Content starts

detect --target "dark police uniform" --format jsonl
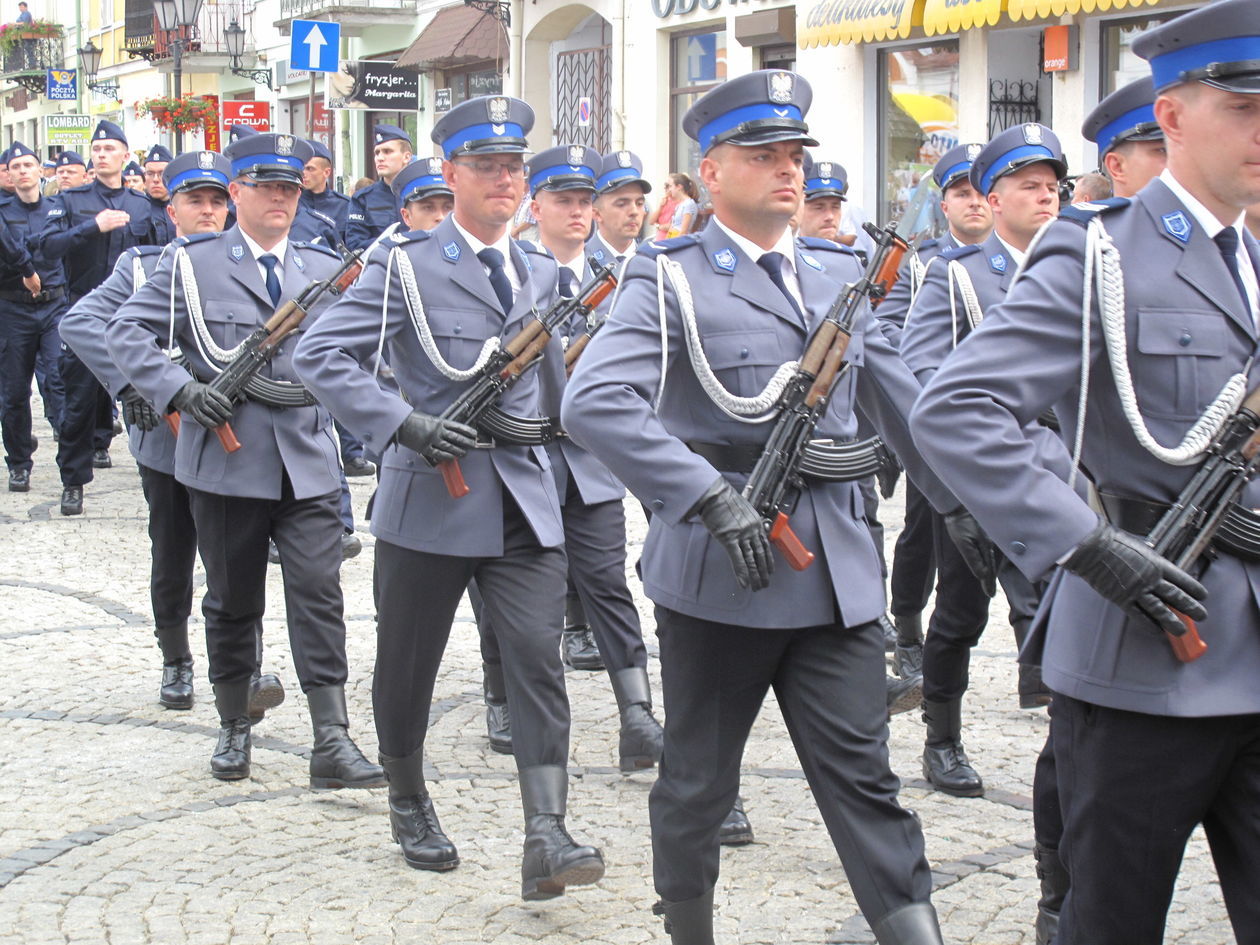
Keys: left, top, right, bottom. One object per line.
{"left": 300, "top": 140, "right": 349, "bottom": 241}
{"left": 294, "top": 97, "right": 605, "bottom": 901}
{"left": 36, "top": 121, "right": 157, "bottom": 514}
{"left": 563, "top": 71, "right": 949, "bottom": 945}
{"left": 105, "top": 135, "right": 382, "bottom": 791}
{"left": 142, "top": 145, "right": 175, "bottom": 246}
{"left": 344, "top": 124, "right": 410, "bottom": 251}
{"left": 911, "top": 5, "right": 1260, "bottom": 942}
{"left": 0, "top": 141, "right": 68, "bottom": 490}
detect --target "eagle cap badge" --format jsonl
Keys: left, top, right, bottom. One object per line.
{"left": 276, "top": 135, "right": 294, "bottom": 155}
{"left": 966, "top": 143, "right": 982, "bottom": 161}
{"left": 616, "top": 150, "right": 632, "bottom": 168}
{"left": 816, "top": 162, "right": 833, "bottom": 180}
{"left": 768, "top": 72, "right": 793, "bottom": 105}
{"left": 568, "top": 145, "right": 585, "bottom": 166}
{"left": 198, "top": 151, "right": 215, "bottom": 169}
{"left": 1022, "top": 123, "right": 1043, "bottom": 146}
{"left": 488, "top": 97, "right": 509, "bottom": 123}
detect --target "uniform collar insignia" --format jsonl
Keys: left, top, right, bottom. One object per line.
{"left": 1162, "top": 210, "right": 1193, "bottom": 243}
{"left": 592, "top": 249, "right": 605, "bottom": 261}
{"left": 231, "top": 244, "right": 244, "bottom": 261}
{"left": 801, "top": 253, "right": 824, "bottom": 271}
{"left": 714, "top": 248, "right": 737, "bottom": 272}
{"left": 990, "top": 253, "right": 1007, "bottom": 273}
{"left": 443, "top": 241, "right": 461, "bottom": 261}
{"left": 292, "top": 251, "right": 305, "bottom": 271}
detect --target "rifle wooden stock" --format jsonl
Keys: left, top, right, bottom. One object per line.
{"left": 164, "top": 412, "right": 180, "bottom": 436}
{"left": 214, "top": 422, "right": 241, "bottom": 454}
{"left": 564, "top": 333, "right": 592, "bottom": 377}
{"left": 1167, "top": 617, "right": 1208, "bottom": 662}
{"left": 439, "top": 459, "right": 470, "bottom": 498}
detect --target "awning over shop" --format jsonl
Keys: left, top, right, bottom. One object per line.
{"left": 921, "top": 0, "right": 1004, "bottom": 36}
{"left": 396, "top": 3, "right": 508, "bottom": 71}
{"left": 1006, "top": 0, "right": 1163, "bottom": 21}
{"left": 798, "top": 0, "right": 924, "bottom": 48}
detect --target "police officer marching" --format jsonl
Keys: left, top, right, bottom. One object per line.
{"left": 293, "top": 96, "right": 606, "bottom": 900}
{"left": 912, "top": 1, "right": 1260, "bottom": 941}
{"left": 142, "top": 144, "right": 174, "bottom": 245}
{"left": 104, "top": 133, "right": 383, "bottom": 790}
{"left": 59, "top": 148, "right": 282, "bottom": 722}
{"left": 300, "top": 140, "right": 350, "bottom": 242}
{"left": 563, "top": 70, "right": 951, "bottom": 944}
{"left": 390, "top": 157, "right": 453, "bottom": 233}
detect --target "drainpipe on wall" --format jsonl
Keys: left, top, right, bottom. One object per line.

Content ends

* What to do: In the material above, find every line that has the string "target" and pull those lines out.

* Answer to the exercise:
detect --target "dark police uniform" --format jsonl
detect --target "eagle cap badge" --format jsonl
detect --target "uniform collar insignia" --format jsonl
detect --target "rifle wooden stock" --format jsonl
detect --target "awning over shop" --format jsonl
detect --target "police officer marching" --format jsonl
detect --target "drainpipe on wall" --format jsonl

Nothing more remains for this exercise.